# FreeBSD USB driver



## vishalu93 (Aug 11, 2009)

I am trying to understand FreeBSD USB driver stack. The code is not commented and hence it is difficult/time consuming to understand the code. Are there any documents available describing different functions of USB driver.


----------



## danger@ (Aug 11, 2009)

I am not sure whether you are reading the FreeBSD 8.0 usb code, and if that's not the case I highly recommend you to do that, as usb stack has been completely replaced in the upcoming release by the new one. It is being maintained by Hans Peter Selasky (hps@).


----------



## vishalu93 (Aug 12, 2009)

I am using FreeBSD version 6.0 as my project is based on that version of FreeBSD. Are there any documents available for that version?

Material:
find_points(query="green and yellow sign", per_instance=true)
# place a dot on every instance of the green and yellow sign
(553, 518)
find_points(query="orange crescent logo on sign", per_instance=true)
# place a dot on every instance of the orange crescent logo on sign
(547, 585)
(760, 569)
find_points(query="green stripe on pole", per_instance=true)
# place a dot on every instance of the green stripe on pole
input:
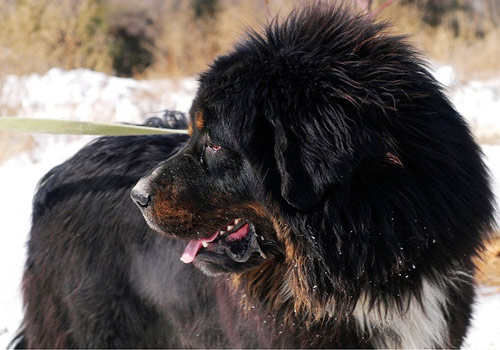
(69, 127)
* * *
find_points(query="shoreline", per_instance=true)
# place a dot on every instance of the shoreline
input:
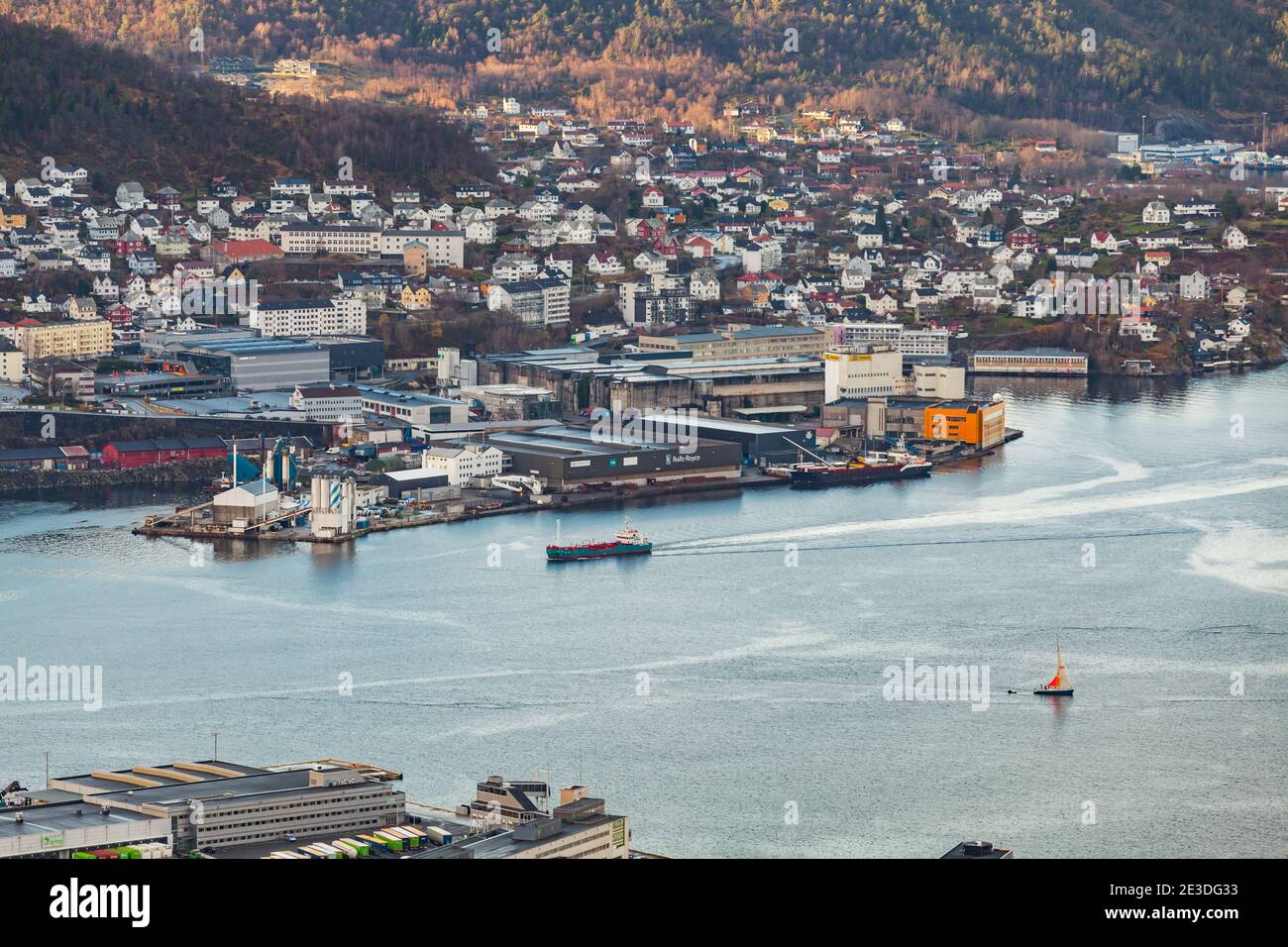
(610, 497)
...
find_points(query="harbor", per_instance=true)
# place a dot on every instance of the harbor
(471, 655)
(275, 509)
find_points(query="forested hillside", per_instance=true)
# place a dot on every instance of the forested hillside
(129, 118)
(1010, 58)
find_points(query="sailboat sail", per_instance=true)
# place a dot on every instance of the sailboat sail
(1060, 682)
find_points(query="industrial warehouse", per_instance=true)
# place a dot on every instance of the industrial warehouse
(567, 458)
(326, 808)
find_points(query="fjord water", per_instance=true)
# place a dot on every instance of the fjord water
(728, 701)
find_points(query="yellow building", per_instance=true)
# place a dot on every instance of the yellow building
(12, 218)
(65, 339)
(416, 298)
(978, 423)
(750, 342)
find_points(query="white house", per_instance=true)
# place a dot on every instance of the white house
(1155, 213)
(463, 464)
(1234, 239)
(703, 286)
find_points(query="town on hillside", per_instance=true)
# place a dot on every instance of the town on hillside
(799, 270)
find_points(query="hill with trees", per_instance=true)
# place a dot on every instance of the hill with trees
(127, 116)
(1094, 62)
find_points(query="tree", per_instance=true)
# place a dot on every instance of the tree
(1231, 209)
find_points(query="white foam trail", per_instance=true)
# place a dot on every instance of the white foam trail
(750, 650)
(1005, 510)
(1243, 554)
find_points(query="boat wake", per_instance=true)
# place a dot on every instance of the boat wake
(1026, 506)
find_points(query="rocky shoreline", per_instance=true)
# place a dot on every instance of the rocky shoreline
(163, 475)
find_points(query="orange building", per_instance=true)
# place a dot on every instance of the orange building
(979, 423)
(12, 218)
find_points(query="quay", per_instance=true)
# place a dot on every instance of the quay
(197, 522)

Tasks for this exercise:
1 - Decide whether each statement agrees with the FreeBSD USB driver thread. Answer yes or no for each, and quote the words of the thread that decide it.
(a) The second poster recommends reading the FreeBSD 8.0 usb code.
(b) The original poster's project is based on FreeBSD version 7.0.
(c) The new usb stack is maintained by Hans Peter Selasky.
2 - Reproduce the passage of the FreeBSD USB driver thread between "# FreeBSD USB" and "danger@ (Aug 11, 2009)", inclusive.
The lines have no connection to the FreeBSD USB driver thread.

Per-task answers:
1 -
(a) Yes: "I am not sure whether you are reading the FreeBSD 8.0 usb code, and if that's not the case I highly recommend you to do that"
(b) No: "I am using FreeBSD version 6.0 as my project is based on that version of FreeBSD."
(c) Yes: "It is being maintained by Hans Peter Selasky (hps@)."

2 -
# FreeBSD USB driver



## vishalu93 (Aug 11, 2009)

I am trying to understand FreeBSD USB driver stack. The code is not commented and hence it is difficult/time consuming to understand the code. Are there any documents available describing different functions of USB driver.


----------



## danger@ (Aug 11, 2009)